(Items from a data source)
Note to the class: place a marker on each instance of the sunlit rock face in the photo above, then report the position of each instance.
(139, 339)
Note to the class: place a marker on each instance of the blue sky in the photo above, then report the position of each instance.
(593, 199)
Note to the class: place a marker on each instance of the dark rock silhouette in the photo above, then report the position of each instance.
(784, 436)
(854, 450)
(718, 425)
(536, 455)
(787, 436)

---

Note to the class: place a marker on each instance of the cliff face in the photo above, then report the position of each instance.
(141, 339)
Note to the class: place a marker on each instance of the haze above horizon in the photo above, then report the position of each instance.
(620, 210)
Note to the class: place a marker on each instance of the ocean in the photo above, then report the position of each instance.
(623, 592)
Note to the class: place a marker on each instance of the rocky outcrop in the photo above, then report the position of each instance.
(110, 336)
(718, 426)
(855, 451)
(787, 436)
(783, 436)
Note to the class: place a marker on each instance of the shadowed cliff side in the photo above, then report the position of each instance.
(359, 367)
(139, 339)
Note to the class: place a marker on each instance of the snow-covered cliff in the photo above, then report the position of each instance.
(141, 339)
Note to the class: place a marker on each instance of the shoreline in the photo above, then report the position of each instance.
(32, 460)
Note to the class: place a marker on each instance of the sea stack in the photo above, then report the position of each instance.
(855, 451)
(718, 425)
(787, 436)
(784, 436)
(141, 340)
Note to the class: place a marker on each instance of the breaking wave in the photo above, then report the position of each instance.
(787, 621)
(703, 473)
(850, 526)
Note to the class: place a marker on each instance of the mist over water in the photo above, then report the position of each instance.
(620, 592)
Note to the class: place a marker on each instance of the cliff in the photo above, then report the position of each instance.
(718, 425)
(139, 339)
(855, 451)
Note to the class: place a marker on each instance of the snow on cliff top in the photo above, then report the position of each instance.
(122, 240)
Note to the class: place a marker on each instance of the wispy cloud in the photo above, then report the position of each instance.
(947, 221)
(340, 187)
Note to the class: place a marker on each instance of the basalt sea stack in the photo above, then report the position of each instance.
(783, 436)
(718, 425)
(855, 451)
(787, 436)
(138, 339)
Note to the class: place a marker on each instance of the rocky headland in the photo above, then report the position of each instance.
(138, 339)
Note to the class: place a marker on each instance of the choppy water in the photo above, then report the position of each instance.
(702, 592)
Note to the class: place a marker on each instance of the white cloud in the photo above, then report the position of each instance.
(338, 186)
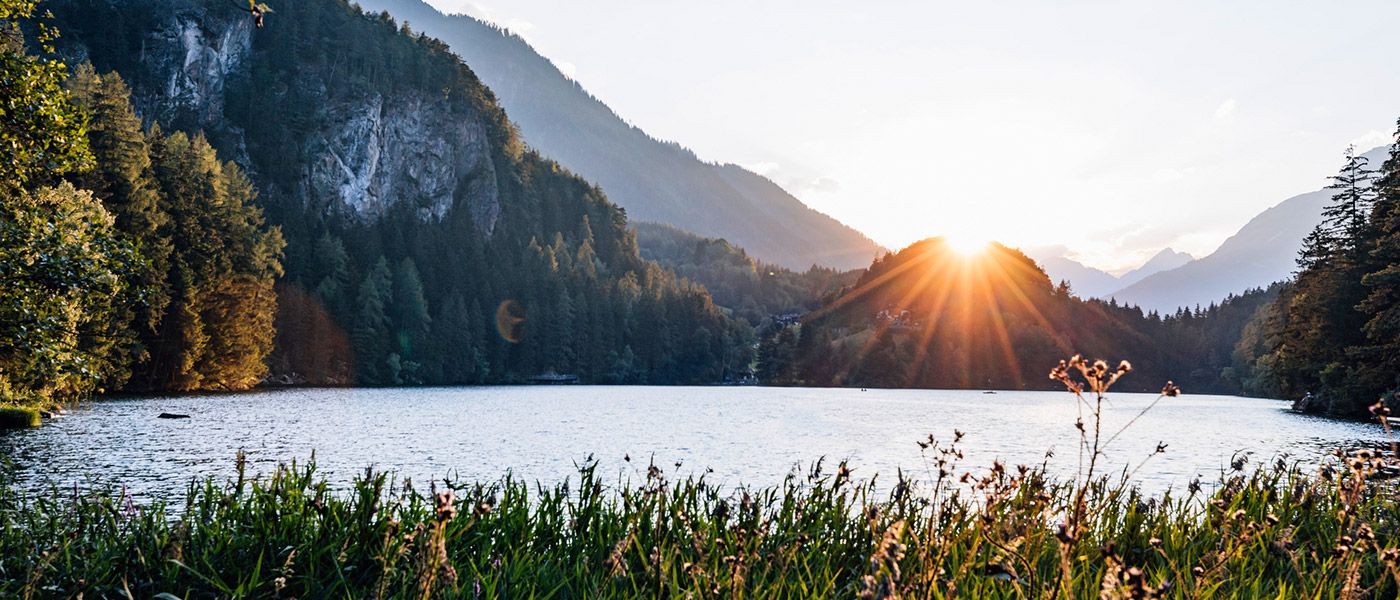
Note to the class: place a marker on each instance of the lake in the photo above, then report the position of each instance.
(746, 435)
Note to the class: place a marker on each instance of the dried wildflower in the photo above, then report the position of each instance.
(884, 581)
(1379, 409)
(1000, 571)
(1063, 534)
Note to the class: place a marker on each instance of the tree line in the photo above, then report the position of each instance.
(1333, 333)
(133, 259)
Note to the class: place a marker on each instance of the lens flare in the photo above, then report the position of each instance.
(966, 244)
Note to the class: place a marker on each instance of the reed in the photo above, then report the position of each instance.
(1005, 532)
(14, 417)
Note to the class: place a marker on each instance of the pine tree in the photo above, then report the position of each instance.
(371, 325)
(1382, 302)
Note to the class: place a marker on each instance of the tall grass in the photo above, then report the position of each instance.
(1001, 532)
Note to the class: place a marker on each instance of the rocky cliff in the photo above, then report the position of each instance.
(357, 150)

EXERCISE DETAILS:
Recast the lines as a Markdown table with the columns "Row" and "Line", starting at the line that contains "the rocky headland" and ending at the line that contains "(1063, 534)". Leave out blank lines and pictures.

CORRECT OUTPUT:
| Row | Line |
|---|---|
| 1 | Note to the class: place a marker on each instance of the rocky headland in the photo above, then report the position of each instance. |
| 2 | (138, 339) |
| 3 | Note to the class: place a marker on each instance of the choppy water in the photo above, then report the position of each instance. |
| 4 | (702, 592) |
| 5 | Note to the class: place a marker on each instance of the white cloud in the photo above, then report the position of each instance. |
| 6 | (338, 186) |
| 7 | Note to the class: place a marker on each instance of the lake in the photo above, then report the position of each instance. |
| 8 | (746, 435) |
| 9 | Note to the class: place a marker on each instance of the dried wildflower in the photo above, then report the position of each instance. |
| 10 | (884, 581) |
| 11 | (1379, 409) |
| 12 | (1000, 571) |
| 13 | (1063, 534) |